**What to do**:
Reproduce all records exactly.

**Source records**:
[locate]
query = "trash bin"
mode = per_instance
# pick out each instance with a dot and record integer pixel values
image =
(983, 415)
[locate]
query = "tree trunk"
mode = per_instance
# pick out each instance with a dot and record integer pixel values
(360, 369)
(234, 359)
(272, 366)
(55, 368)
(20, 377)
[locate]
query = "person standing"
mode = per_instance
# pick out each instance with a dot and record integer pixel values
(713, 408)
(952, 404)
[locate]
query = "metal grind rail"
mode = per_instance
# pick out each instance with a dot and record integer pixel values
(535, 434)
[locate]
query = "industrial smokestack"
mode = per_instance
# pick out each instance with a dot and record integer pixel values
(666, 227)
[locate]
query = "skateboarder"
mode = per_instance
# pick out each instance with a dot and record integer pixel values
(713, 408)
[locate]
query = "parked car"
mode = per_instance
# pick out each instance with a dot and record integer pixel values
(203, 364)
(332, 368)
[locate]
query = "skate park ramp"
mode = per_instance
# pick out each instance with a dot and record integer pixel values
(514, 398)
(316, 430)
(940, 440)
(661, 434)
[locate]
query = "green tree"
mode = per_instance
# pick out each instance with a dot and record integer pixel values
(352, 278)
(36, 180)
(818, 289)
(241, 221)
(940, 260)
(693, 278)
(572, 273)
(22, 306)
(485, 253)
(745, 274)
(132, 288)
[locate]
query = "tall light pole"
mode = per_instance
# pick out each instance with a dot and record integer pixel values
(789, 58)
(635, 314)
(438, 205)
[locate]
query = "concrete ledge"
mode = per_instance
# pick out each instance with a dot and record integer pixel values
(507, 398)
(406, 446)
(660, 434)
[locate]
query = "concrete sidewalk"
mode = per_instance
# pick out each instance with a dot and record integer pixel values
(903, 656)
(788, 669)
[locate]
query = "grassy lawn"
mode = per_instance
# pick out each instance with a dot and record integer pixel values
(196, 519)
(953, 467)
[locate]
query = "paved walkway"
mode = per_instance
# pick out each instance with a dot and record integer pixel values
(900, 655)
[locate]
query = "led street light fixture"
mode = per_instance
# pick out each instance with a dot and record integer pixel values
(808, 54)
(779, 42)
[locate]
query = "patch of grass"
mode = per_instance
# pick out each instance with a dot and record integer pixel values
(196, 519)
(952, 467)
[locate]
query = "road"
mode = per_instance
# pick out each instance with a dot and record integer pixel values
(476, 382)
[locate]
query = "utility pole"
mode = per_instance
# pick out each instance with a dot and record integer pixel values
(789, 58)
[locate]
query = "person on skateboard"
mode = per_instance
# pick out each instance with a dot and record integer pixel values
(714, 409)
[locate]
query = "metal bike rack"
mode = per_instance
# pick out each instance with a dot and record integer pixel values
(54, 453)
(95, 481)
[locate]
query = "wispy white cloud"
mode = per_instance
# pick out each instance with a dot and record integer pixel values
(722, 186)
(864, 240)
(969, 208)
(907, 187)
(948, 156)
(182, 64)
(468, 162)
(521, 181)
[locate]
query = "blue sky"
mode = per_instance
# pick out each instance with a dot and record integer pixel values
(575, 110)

**Exercise solution**:
[locate]
query = "trash bin"
mode = per_instance
# pick out each instance with a dot and record integer pixel values
image =
(983, 415)
[locate]
query = "tree trunk"
mode = per_instance
# pick out each instance with a dot and record integer pixel values
(360, 369)
(234, 359)
(272, 366)
(55, 368)
(20, 377)
[locate]
query = "person standing"
mode = per_instance
# pick out each instance with a dot and record integer pixel values
(713, 408)
(952, 404)
[locate]
query = "metal grind rail"
mode = per_instance
# pick out each instance with a dot and record integer pixel values
(535, 434)
[locate]
query = "industrial smokestack"
mode = per_instance
# pick out each instance with a dot and record integer pixel values
(666, 227)
[locate]
query = "skateboarder"
mode = per_instance
# pick out each instance with a dot and record integer pixel values
(713, 408)
[locate]
query = "parked car"
mode = per_instance
# pick out each instance with a dot and record integer pixel values
(203, 364)
(332, 368)
[locate]
query = "skate park ramp"
mode = per_instance
# pick out each instance with a dot and record integer pixel values
(514, 398)
(316, 430)
(940, 440)
(661, 434)
[locate]
query = "green tree"
mode = per_instance
# pick out each instance with a dot and record integer pixel values
(352, 278)
(36, 180)
(818, 289)
(241, 221)
(940, 260)
(693, 278)
(572, 273)
(22, 306)
(485, 253)
(745, 274)
(132, 288)
[locate]
query = "tall light pole"
mode = per_instance
# pick out each instance with a dot and record integer pixel values
(789, 58)
(635, 314)
(438, 205)
[locate]
query = "concrete ledge"
mode = per_instance
# pick out each instance with a dot and record integer pixel values
(507, 398)
(406, 446)
(660, 434)
[locate]
query = "concrete sidewalk"
mode = per_instance
# pick out each instance with a dot and record integer pixel values
(903, 656)
(788, 669)
[locate]
query = "grassy lawn"
mode = per_instance
# pick out each instance with a dot and record integer pixel values
(196, 519)
(953, 467)
[locate]
query = "paved walkway"
mode = per_instance
# pick out each instance with a dot and record integer pixel values
(900, 655)
[locate]
query = "led street light fixture"
mode = per_instance
# pick out each instance with a dot and record integer pixel values
(808, 54)
(779, 42)
[locate]
query = "patch of grass"
mode = per_instance
# pick out each instance with a dot and record integer pixel values
(196, 519)
(952, 467)
[locate]
query = "road"
mode = per_instance
# pick out each instance with a dot and record integer pixel values
(476, 382)
[locate]
query = "utility pole"
mode = per_instance
# pick out each instance with a dot and record integer pixel values
(789, 58)
[locate]
query = "person on skateboard"
mode = per_instance
# pick out each instance with a dot and record integer pixel values
(714, 409)
[locate]
query = "metal bike rack"
mode = per_instance
# pick out each instance with a dot and record integer pixel values
(54, 453)
(95, 481)
[locate]
query = "wispy white cloud"
mode = per_instance
# pick out each instance with a dot and record integer pixel values
(722, 186)
(864, 240)
(969, 208)
(907, 187)
(948, 156)
(182, 64)
(468, 162)
(521, 181)
[locate]
query = "blue sky"
mode = per_instance
# pick out each instance with a dot and record integer pixel values
(575, 110)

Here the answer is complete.